Segment Open
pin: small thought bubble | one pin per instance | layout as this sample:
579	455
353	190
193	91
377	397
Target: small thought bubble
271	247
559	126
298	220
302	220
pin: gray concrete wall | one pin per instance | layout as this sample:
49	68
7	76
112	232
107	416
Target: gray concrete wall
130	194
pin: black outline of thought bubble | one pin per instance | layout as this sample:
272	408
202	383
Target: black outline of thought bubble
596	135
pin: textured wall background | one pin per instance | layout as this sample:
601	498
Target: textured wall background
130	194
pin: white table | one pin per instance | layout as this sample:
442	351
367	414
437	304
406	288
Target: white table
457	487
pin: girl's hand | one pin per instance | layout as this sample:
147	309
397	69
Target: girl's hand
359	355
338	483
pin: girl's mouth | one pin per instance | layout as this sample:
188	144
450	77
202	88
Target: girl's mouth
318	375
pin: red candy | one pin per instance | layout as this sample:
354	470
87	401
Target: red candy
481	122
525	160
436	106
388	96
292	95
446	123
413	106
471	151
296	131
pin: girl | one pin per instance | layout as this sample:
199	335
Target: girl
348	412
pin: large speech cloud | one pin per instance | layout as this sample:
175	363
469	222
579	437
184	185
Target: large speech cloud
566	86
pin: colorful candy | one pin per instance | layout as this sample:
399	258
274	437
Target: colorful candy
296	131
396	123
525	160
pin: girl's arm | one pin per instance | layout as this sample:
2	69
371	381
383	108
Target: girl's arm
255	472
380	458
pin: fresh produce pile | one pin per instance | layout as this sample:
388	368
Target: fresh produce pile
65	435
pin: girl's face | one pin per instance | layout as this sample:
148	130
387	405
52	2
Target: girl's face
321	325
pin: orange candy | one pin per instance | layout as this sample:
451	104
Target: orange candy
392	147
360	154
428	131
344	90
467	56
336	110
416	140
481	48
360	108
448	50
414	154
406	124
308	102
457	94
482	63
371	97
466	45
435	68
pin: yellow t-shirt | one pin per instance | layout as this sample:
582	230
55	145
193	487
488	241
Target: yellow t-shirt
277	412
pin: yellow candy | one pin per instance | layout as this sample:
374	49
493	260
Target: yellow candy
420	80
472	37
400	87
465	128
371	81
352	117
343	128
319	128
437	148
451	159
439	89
Segment Closed
What the task requires:
Word for word, write out all of the data above.

Written response:
pin: small thought bubble | one pin per instance | layout as this sample:
579	455
353	190
193	91
377	397
Target: small thought bubble
271	247
559	126
298	220
302	220
pin: gray concrete wall | one pin per instance | layout as this sample:
49	68
7	76
112	232
107	416
Target: gray concrete wall
130	194
pin: black outline of thought bubble | one pin per instance | layout as this sample:
272	408
202	383
Target: black outline of thought bubble
596	135
pin: textured wall background | one pin per instance | layout as this sample:
601	498
Target: textured wall background
130	194
pin: white table | one pin per instance | layout as this sample:
442	351
367	414
437	304
406	288
Target: white table
457	487
pin: girl's hand | one pin per instance | layout as this sample:
147	309
397	69
Target: girl's hand
359	355
338	483
pin: girl's mouth | one pin per instance | layout as this sample:
188	144
450	77
202	88
Target: girl's mouth
318	375
pin: red candy | one pin per instance | layout as this sample:
354	470
87	401
Target: red candy
481	122
525	160
436	106
388	96
292	95
446	123
413	106
471	151
296	131
pin: girl | one pin per instance | layout as this sample:
199	335
Target: girl
348	412
pin: large speech cloud | one pin per instance | layout as this sample:
175	363
469	222
579	437
184	185
Target: large speech cloud
566	86
pin: colorful candy | one pin per instance | layout as this sample:
399	258
274	437
Target: colorful candy
296	131
396	123
525	160
pin: girl's arm | one pin per instance | layout as this sample:
2	69
371	381
383	108
Target: girl's arm
255	472
380	458
pin: fresh produce pile | one pin per instance | layout as this sample:
388	368
Target: fresh produce pile
65	435
pin: girl's face | one pin per instance | layout as this sample:
148	130
387	405
52	2
Target: girl's face
321	325
pin: orange candy | one pin per instance | layout as this sample:
451	104
Target: orange candy
392	147
360	154
428	131
344	90
467	56
336	110
416	140
481	48
360	108
448	50
414	154
406	124
308	102
457	94
482	63
371	97
466	45
435	68
pin: yellow t-shirt | one pin per instance | layout as this sample:
582	230
55	145
193	487
488	241
Target: yellow t-shirt
277	412
pin: yellow candy | one pin per instance | layout as this sample:
374	49
493	260
Target: yellow candy
420	80
472	37
400	87
465	128
371	81
352	117
343	128
319	128
437	148
451	159
439	89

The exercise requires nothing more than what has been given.